____ Record extracts
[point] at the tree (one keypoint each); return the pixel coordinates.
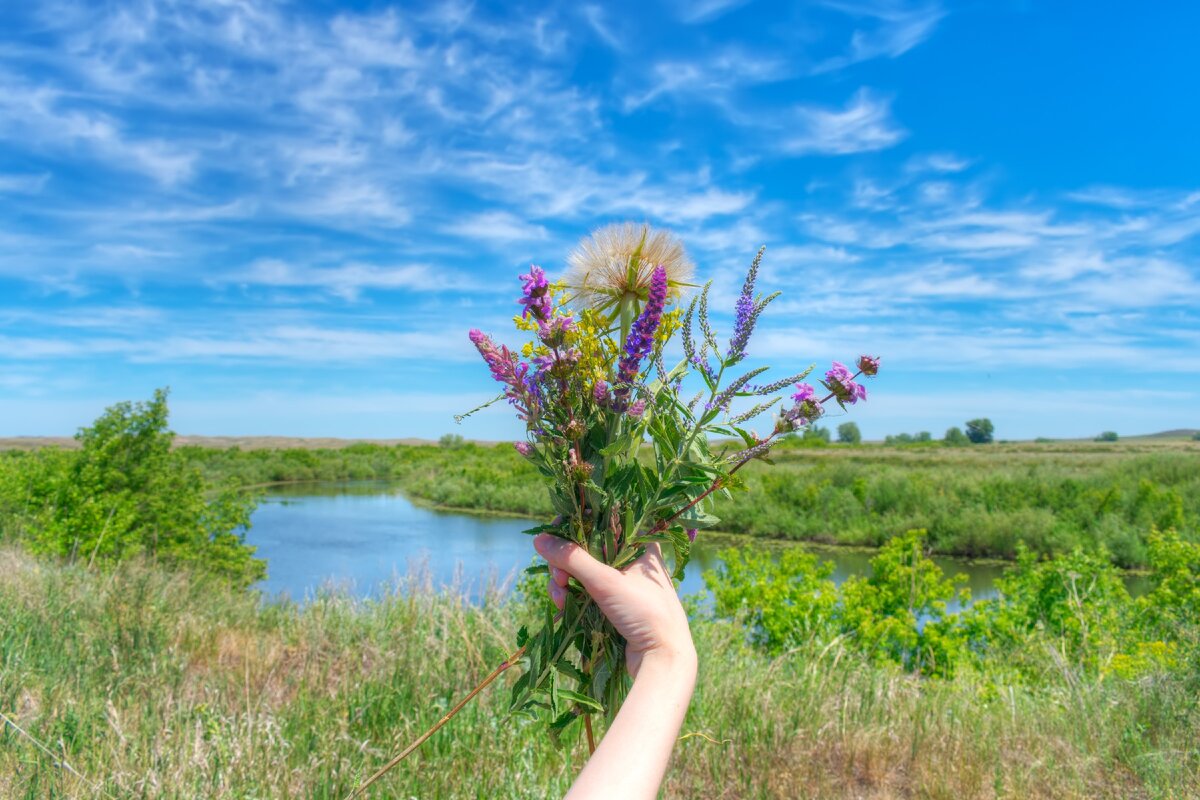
(849, 433)
(979, 431)
(127, 493)
(955, 438)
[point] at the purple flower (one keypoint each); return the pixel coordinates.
(807, 409)
(804, 392)
(743, 324)
(840, 382)
(509, 371)
(641, 336)
(535, 295)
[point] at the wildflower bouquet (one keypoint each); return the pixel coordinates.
(628, 459)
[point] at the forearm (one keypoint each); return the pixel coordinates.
(633, 757)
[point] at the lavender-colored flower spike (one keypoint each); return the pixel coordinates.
(841, 383)
(535, 295)
(745, 313)
(641, 337)
(509, 371)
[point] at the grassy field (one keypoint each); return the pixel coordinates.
(155, 684)
(975, 501)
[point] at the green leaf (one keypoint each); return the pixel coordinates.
(582, 699)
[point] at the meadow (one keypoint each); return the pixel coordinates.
(151, 683)
(136, 663)
(976, 501)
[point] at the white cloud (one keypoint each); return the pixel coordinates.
(864, 125)
(23, 184)
(599, 23)
(937, 162)
(351, 280)
(702, 11)
(496, 228)
(898, 29)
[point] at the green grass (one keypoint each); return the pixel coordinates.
(163, 685)
(975, 501)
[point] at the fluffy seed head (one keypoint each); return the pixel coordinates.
(603, 268)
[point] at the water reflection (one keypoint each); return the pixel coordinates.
(365, 535)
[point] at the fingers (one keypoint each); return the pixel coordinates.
(573, 559)
(557, 593)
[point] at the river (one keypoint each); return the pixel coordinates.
(365, 535)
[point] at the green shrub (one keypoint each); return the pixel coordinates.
(981, 431)
(125, 493)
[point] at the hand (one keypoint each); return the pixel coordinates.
(640, 601)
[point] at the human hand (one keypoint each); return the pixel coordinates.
(640, 601)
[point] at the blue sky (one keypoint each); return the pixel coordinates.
(291, 212)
________
Exercise brief – Rewrite the rows from the line containing "[point] at the fingers" through the end of the rows as a Markdown table with two columns, No. and Line. Number each line in order and leave out any blank lines.

Completed task –
| No. | Line |
|---|---|
| 1 | [point] at the fingers (one keypoint each); return the pixel coordinates. |
| 2 | (573, 559) |
| 3 | (557, 593) |
| 4 | [point] at the river (one keypoint each); return the pixel coordinates. |
| 5 | (365, 535) |
| 6 | [point] at the green shrub (one keypoint each); return the pixel coordinates. |
| 7 | (981, 431) |
| 8 | (125, 493) |
| 9 | [point] at the hand (one keypoint each); return the pixel coordinates. |
| 10 | (640, 601) |
| 11 | [point] at the human hand (one keypoint each); return the pixel coordinates. |
| 12 | (640, 601) |
| 13 | [point] at the blue sky (one keypoint each); return the pixel coordinates. |
| 14 | (291, 212) |